Image-grounded pointing data
● ● ● ● ● ● ●

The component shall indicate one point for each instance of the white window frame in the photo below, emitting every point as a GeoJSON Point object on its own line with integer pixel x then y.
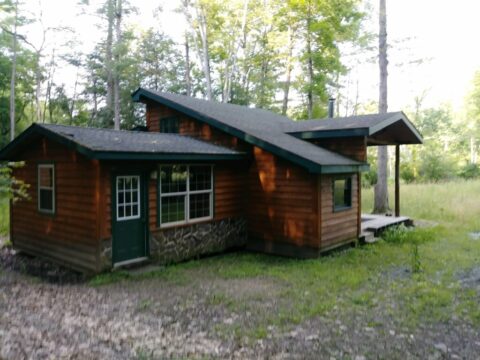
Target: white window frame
{"type": "Point", "coordinates": [40, 187]}
{"type": "Point", "coordinates": [139, 200]}
{"type": "Point", "coordinates": [186, 194]}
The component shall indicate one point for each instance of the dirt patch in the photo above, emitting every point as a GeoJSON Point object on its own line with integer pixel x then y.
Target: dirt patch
{"type": "Point", "coordinates": [42, 269]}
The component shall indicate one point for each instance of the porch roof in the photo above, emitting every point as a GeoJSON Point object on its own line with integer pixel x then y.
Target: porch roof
{"type": "Point", "coordinates": [392, 128]}
{"type": "Point", "coordinates": [108, 144]}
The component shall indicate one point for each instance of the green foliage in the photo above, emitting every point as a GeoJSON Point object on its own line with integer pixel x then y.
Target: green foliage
{"type": "Point", "coordinates": [4, 216]}
{"type": "Point", "coordinates": [11, 188]}
{"type": "Point", "coordinates": [469, 171]}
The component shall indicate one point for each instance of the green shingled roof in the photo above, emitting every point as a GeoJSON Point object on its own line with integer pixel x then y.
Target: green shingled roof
{"type": "Point", "coordinates": [261, 128]}
{"type": "Point", "coordinates": [118, 144]}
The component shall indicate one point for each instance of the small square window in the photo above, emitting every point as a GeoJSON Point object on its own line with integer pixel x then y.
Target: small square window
{"type": "Point", "coordinates": [46, 188]}
{"type": "Point", "coordinates": [169, 125]}
{"type": "Point", "coordinates": [342, 193]}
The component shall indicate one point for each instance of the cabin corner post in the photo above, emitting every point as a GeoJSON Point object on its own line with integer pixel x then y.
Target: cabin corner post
{"type": "Point", "coordinates": [397, 180]}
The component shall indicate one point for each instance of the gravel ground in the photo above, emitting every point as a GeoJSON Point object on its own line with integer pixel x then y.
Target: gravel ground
{"type": "Point", "coordinates": [56, 314]}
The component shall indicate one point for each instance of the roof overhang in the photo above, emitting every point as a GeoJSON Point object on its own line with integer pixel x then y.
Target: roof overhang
{"type": "Point", "coordinates": [395, 130]}
{"type": "Point", "coordinates": [14, 148]}
{"type": "Point", "coordinates": [143, 95]}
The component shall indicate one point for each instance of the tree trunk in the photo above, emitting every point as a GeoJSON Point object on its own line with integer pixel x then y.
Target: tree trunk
{"type": "Point", "coordinates": [14, 75]}
{"type": "Point", "coordinates": [38, 84]}
{"type": "Point", "coordinates": [381, 188]}
{"type": "Point", "coordinates": [473, 153]}
{"type": "Point", "coordinates": [48, 93]}
{"type": "Point", "coordinates": [109, 54]}
{"type": "Point", "coordinates": [288, 72]}
{"type": "Point", "coordinates": [309, 64]}
{"type": "Point", "coordinates": [116, 78]}
{"type": "Point", "coordinates": [188, 80]}
{"type": "Point", "coordinates": [205, 52]}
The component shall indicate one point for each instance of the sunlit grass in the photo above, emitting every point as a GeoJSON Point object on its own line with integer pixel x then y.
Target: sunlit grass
{"type": "Point", "coordinates": [4, 216]}
{"type": "Point", "coordinates": [456, 202]}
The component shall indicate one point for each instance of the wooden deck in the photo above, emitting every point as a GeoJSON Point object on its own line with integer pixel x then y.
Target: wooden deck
{"type": "Point", "coordinates": [373, 225]}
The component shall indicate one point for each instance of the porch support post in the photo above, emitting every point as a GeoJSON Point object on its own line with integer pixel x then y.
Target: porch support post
{"type": "Point", "coordinates": [397, 180]}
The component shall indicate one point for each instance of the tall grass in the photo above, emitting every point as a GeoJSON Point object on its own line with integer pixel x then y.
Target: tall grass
{"type": "Point", "coordinates": [4, 216]}
{"type": "Point", "coordinates": [455, 202]}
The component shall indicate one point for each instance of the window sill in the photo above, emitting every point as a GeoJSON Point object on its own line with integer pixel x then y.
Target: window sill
{"type": "Point", "coordinates": [341, 209]}
{"type": "Point", "coordinates": [185, 223]}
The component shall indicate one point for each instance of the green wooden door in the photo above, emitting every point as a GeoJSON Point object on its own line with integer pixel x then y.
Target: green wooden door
{"type": "Point", "coordinates": [129, 218]}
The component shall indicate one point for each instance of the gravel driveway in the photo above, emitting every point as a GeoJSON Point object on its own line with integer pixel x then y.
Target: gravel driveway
{"type": "Point", "coordinates": [157, 319]}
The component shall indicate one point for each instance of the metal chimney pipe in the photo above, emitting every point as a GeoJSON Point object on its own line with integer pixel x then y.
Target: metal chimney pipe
{"type": "Point", "coordinates": [331, 107]}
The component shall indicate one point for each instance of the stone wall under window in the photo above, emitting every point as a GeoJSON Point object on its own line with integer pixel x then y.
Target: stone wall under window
{"type": "Point", "coordinates": [189, 241]}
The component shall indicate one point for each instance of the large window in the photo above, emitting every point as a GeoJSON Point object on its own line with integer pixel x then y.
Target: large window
{"type": "Point", "coordinates": [46, 188]}
{"type": "Point", "coordinates": [186, 193]}
{"type": "Point", "coordinates": [169, 125]}
{"type": "Point", "coordinates": [342, 193]}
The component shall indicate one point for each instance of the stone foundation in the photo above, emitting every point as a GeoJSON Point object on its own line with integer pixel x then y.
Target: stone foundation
{"type": "Point", "coordinates": [187, 241]}
{"type": "Point", "coordinates": [190, 241]}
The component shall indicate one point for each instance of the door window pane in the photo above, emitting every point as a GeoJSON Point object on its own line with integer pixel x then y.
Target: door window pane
{"type": "Point", "coordinates": [342, 193]}
{"type": "Point", "coordinates": [128, 197]}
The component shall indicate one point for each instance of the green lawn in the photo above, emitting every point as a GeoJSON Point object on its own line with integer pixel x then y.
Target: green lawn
{"type": "Point", "coordinates": [429, 261]}
{"type": "Point", "coordinates": [4, 216]}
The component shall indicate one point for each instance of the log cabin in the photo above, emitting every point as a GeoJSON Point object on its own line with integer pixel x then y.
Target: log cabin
{"type": "Point", "coordinates": [200, 178]}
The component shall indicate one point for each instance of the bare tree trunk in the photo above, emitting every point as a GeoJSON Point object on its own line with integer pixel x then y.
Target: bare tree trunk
{"type": "Point", "coordinates": [288, 72]}
{"type": "Point", "coordinates": [116, 78]}
{"type": "Point", "coordinates": [188, 80]}
{"type": "Point", "coordinates": [310, 64]}
{"type": "Point", "coordinates": [381, 188]}
{"type": "Point", "coordinates": [74, 98]}
{"type": "Point", "coordinates": [109, 53]}
{"type": "Point", "coordinates": [48, 93]}
{"type": "Point", "coordinates": [38, 90]}
{"type": "Point", "coordinates": [473, 153]}
{"type": "Point", "coordinates": [14, 75]}
{"type": "Point", "coordinates": [205, 51]}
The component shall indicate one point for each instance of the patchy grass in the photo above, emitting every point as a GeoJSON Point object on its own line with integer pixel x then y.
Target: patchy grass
{"type": "Point", "coordinates": [4, 216]}
{"type": "Point", "coordinates": [427, 259]}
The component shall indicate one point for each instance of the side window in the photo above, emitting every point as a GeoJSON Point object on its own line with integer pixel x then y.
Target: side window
{"type": "Point", "coordinates": [169, 125]}
{"type": "Point", "coordinates": [46, 188]}
{"type": "Point", "coordinates": [186, 194]}
{"type": "Point", "coordinates": [342, 193]}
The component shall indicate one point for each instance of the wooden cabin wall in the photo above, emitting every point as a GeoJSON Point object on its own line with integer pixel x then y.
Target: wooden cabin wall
{"type": "Point", "coordinates": [341, 226]}
{"type": "Point", "coordinates": [70, 235]}
{"type": "Point", "coordinates": [354, 147]}
{"type": "Point", "coordinates": [282, 202]}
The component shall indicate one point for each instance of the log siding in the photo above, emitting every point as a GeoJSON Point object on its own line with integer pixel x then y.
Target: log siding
{"type": "Point", "coordinates": [70, 234]}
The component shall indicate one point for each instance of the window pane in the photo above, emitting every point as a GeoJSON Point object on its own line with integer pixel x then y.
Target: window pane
{"type": "Point", "coordinates": [121, 198]}
{"type": "Point", "coordinates": [199, 205]}
{"type": "Point", "coordinates": [200, 177]}
{"type": "Point", "coordinates": [172, 209]}
{"type": "Point", "coordinates": [169, 125]}
{"type": "Point", "coordinates": [173, 179]}
{"type": "Point", "coordinates": [342, 193]}
{"type": "Point", "coordinates": [46, 177]}
{"type": "Point", "coordinates": [120, 184]}
{"type": "Point", "coordinates": [46, 199]}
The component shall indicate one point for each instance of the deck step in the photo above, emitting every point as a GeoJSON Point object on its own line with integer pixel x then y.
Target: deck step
{"type": "Point", "coordinates": [368, 237]}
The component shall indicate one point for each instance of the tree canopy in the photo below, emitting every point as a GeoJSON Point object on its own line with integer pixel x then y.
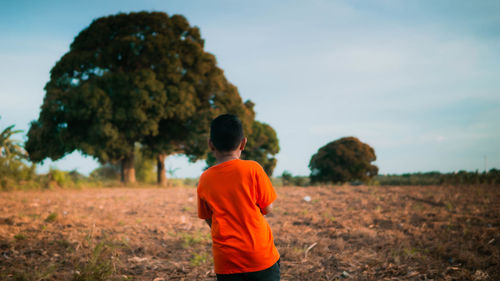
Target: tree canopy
{"type": "Point", "coordinates": [342, 160]}
{"type": "Point", "coordinates": [133, 78]}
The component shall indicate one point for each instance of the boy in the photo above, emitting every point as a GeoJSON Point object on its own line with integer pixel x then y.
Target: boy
{"type": "Point", "coordinates": [233, 196]}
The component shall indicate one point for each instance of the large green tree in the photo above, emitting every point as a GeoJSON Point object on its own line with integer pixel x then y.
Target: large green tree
{"type": "Point", "coordinates": [131, 78]}
{"type": "Point", "coordinates": [343, 160]}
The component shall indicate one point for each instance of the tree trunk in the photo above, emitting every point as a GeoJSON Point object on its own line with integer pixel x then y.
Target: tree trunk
{"type": "Point", "coordinates": [160, 169]}
{"type": "Point", "coordinates": [128, 170]}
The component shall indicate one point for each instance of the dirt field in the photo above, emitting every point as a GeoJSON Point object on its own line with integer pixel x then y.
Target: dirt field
{"type": "Point", "coordinates": [345, 233]}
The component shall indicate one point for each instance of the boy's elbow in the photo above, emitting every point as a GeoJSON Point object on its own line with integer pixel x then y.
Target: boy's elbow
{"type": "Point", "coordinates": [268, 209]}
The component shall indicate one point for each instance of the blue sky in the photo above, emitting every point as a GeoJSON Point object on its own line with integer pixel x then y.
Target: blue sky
{"type": "Point", "coordinates": [417, 80]}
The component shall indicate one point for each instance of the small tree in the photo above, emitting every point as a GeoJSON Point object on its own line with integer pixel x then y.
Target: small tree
{"type": "Point", "coordinates": [12, 156]}
{"type": "Point", "coordinates": [262, 145]}
{"type": "Point", "coordinates": [346, 159]}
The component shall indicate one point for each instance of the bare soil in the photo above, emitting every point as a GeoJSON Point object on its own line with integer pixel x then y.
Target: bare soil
{"type": "Point", "coordinates": [341, 233]}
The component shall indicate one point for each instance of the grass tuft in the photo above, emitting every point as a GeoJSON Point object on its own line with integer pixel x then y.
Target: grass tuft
{"type": "Point", "coordinates": [51, 217]}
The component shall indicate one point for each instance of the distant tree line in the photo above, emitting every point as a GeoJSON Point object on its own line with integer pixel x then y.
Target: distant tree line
{"type": "Point", "coordinates": [492, 177]}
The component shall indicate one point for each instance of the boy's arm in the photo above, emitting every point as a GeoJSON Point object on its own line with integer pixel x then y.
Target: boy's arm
{"type": "Point", "coordinates": [209, 222]}
{"type": "Point", "coordinates": [265, 191]}
{"type": "Point", "coordinates": [267, 209]}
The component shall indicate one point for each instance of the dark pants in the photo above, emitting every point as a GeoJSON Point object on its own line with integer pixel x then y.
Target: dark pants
{"type": "Point", "coordinates": [270, 274]}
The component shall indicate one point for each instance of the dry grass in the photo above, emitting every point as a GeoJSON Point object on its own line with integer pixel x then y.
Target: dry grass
{"type": "Point", "coordinates": [349, 233]}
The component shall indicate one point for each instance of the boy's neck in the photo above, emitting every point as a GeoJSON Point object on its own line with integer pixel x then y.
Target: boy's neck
{"type": "Point", "coordinates": [222, 157]}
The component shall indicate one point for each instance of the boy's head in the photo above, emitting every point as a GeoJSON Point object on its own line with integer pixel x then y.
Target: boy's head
{"type": "Point", "coordinates": [226, 133]}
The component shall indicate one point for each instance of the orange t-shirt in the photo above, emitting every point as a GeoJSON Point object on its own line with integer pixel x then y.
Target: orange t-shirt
{"type": "Point", "coordinates": [232, 194]}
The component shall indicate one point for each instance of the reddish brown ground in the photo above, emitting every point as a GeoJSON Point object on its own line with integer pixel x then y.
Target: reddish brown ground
{"type": "Point", "coordinates": [352, 233]}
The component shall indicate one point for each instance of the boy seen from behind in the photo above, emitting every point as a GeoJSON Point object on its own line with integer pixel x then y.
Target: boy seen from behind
{"type": "Point", "coordinates": [233, 197]}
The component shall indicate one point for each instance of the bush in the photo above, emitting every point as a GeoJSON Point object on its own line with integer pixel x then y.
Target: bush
{"type": "Point", "coordinates": [346, 159]}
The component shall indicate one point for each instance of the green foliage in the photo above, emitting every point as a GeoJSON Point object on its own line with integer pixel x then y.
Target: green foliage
{"type": "Point", "coordinates": [62, 178]}
{"type": "Point", "coordinates": [262, 145]}
{"type": "Point", "coordinates": [288, 179]}
{"type": "Point", "coordinates": [144, 166]}
{"type": "Point", "coordinates": [106, 172]}
{"type": "Point", "coordinates": [346, 159]}
{"type": "Point", "coordinates": [13, 168]}
{"type": "Point", "coordinates": [492, 177]}
{"type": "Point", "coordinates": [127, 78]}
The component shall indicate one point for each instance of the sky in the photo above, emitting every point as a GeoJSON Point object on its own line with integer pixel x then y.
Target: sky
{"type": "Point", "coordinates": [416, 80]}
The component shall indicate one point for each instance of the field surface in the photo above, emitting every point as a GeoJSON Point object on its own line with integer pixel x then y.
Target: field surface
{"type": "Point", "coordinates": [342, 232]}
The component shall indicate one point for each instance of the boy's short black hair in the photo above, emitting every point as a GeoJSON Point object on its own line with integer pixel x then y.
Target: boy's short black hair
{"type": "Point", "coordinates": [226, 132]}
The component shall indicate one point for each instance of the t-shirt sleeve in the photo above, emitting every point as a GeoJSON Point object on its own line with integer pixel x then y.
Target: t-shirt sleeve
{"type": "Point", "coordinates": [204, 211]}
{"type": "Point", "coordinates": [264, 188]}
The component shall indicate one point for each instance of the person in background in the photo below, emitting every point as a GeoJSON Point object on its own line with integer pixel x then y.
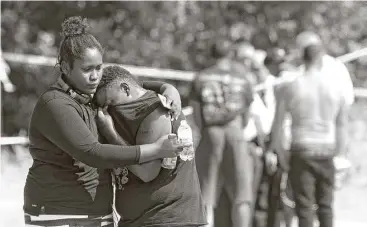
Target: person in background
{"type": "Point", "coordinates": [148, 194]}
{"type": "Point", "coordinates": [269, 207]}
{"type": "Point", "coordinates": [319, 111]}
{"type": "Point", "coordinates": [4, 75]}
{"type": "Point", "coordinates": [221, 97]}
{"type": "Point", "coordinates": [69, 183]}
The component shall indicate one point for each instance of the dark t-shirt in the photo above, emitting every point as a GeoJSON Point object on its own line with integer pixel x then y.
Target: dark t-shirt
{"type": "Point", "coordinates": [223, 93]}
{"type": "Point", "coordinates": [171, 199]}
{"type": "Point", "coordinates": [70, 173]}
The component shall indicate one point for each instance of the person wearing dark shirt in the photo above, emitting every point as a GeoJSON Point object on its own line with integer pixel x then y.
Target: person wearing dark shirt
{"type": "Point", "coordinates": [69, 183]}
{"type": "Point", "coordinates": [146, 194]}
{"type": "Point", "coordinates": [221, 97]}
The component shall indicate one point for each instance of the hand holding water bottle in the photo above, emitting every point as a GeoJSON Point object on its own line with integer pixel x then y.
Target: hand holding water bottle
{"type": "Point", "coordinates": [184, 134]}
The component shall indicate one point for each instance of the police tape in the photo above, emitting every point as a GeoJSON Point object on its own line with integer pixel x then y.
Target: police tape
{"type": "Point", "coordinates": [156, 73]}
{"type": "Point", "coordinates": [168, 74]}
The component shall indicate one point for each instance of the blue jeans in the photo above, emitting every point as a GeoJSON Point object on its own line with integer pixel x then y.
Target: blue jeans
{"type": "Point", "coordinates": [312, 180]}
{"type": "Point", "coordinates": [223, 161]}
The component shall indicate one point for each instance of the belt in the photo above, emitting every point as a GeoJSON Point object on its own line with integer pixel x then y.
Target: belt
{"type": "Point", "coordinates": [69, 220]}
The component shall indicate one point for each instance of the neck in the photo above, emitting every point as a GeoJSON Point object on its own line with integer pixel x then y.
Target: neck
{"type": "Point", "coordinates": [137, 93]}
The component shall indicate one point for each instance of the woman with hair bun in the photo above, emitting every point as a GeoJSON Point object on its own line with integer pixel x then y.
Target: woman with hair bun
{"type": "Point", "coordinates": [69, 183]}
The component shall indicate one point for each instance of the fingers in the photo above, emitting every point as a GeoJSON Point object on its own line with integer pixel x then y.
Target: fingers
{"type": "Point", "coordinates": [172, 136]}
{"type": "Point", "coordinates": [169, 102]}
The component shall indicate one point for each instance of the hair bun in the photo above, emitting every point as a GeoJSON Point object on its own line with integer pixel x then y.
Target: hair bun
{"type": "Point", "coordinates": [74, 26]}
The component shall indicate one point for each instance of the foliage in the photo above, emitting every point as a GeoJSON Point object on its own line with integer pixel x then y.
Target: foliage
{"type": "Point", "coordinates": [167, 34]}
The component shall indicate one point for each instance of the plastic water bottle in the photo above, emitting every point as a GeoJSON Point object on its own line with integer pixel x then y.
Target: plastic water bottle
{"type": "Point", "coordinates": [169, 163]}
{"type": "Point", "coordinates": [184, 135]}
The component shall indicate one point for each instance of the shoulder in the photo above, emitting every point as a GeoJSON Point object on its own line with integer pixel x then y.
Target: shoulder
{"type": "Point", "coordinates": [55, 101]}
{"type": "Point", "coordinates": [155, 125]}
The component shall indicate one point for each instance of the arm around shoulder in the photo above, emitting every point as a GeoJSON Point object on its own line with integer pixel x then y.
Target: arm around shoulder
{"type": "Point", "coordinates": [60, 123]}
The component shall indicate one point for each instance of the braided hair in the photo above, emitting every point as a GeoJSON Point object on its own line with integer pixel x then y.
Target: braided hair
{"type": "Point", "coordinates": [117, 74]}
{"type": "Point", "coordinates": [75, 40]}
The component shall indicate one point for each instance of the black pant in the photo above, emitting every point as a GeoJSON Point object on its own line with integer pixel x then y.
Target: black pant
{"type": "Point", "coordinates": [312, 181]}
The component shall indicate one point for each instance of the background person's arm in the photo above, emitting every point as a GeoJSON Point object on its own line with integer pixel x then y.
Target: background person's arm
{"type": "Point", "coordinates": [341, 127]}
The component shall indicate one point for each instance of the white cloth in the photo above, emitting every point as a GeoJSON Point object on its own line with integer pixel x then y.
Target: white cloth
{"type": "Point", "coordinates": [339, 76]}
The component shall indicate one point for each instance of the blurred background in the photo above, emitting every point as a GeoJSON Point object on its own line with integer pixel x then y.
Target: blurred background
{"type": "Point", "coordinates": [173, 35]}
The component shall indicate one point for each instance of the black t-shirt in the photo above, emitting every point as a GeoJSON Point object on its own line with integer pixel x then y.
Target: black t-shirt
{"type": "Point", "coordinates": [171, 199]}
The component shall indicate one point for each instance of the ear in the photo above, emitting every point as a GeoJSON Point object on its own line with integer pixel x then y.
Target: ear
{"type": "Point", "coordinates": [65, 67]}
{"type": "Point", "coordinates": [126, 87]}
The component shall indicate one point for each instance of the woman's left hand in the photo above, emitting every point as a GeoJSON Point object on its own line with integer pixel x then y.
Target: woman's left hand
{"type": "Point", "coordinates": [173, 99]}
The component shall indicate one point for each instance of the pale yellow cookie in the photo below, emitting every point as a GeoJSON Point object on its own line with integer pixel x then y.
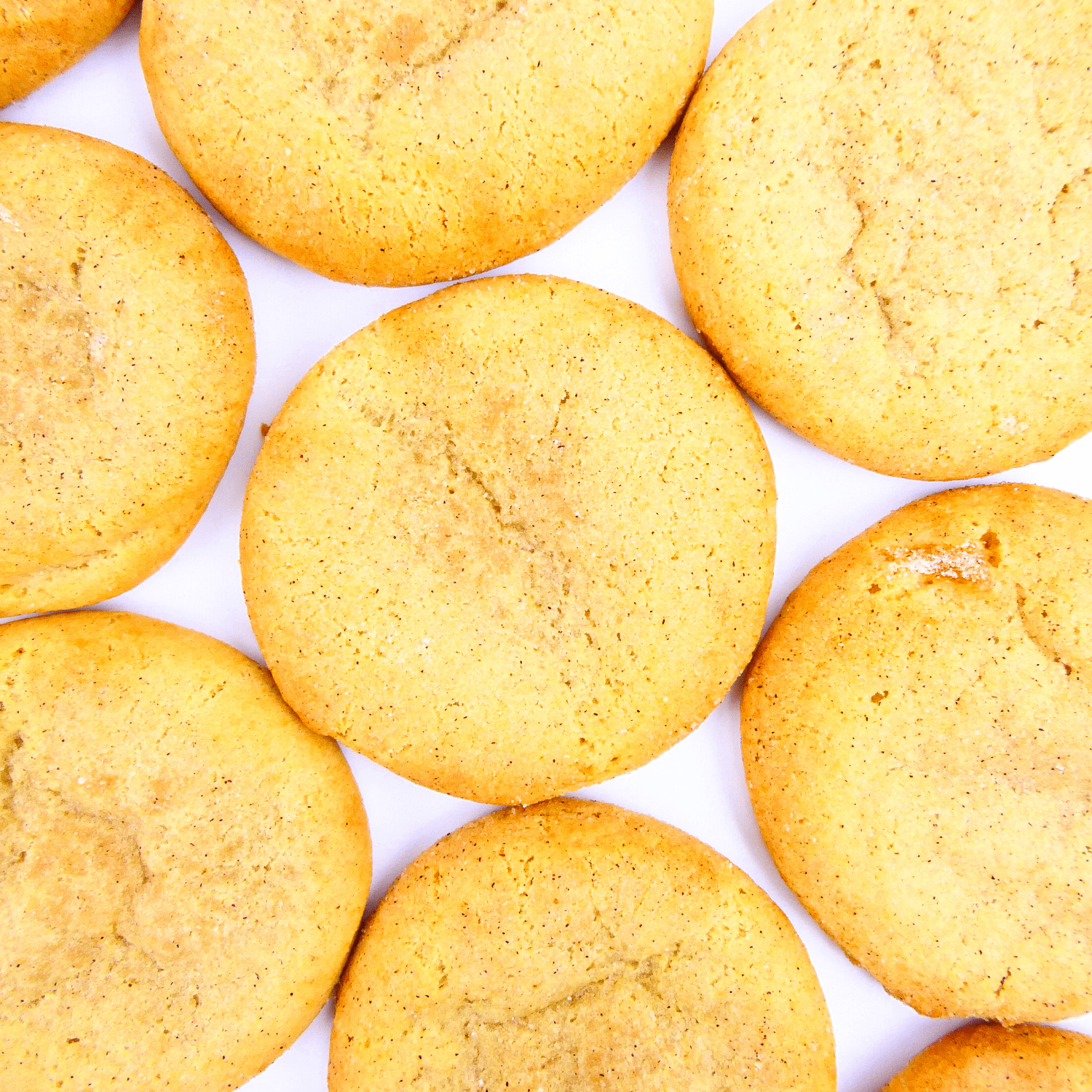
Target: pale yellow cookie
{"type": "Point", "coordinates": [183, 865]}
{"type": "Point", "coordinates": [510, 539]}
{"type": "Point", "coordinates": [880, 215]}
{"type": "Point", "coordinates": [989, 1059]}
{"type": "Point", "coordinates": [416, 141]}
{"type": "Point", "coordinates": [577, 946]}
{"type": "Point", "coordinates": [41, 39]}
{"type": "Point", "coordinates": [917, 732]}
{"type": "Point", "coordinates": [127, 355]}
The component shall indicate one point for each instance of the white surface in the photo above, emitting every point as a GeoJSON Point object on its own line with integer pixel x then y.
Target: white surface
{"type": "Point", "coordinates": [699, 784]}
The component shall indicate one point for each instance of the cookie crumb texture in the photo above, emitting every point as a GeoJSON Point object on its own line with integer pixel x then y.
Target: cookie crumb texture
{"type": "Point", "coordinates": [41, 39]}
{"type": "Point", "coordinates": [917, 729]}
{"type": "Point", "coordinates": [989, 1059]}
{"type": "Point", "coordinates": [183, 865]}
{"type": "Point", "coordinates": [880, 218]}
{"type": "Point", "coordinates": [126, 362]}
{"type": "Point", "coordinates": [510, 539]}
{"type": "Point", "coordinates": [419, 141]}
{"type": "Point", "coordinates": [577, 946]}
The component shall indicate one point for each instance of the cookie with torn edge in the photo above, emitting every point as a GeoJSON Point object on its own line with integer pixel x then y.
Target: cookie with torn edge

● ● ● ● ● ● ●

(What to work on) Above are the records; print exactly the lines from the line with "Target: patchy grass" to the line with "of the side", including both, and nothing else.

(Answer to this problem)
Target: patchy grass
{"type": "Point", "coordinates": [4, 216]}
{"type": "Point", "coordinates": [427, 259]}
The component shall indicate one point for each instance of the side window in the photo above, emitting every point as a GeoJSON Point object on its own line with integer pixel x then y.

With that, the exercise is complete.